- _WHAT IS REQUIRED_: Render the listing below as a Markdown table with two columns, No. and Line, giving each nonblank line its own numbered row. Leave out the picture.

● ● ●

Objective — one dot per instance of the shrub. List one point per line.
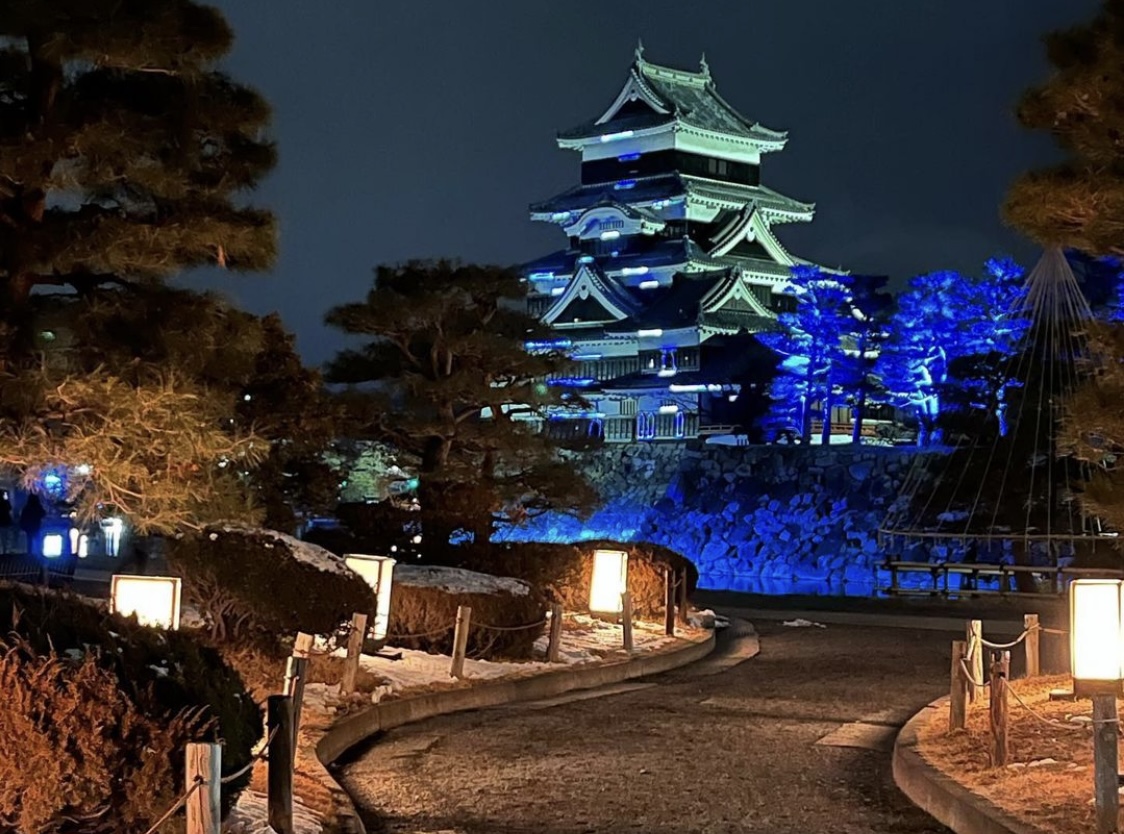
(92, 734)
(425, 603)
(257, 583)
(565, 571)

● ● ●

- _ANSWER TO THIS TASK_:
| No. | Line |
|---|---|
| 1 | Objective — one dot per instance of the shrub. List one point per line. |
| 2 | (92, 734) |
| 3 | (425, 603) |
| 4 | (257, 583) |
| 5 | (565, 571) |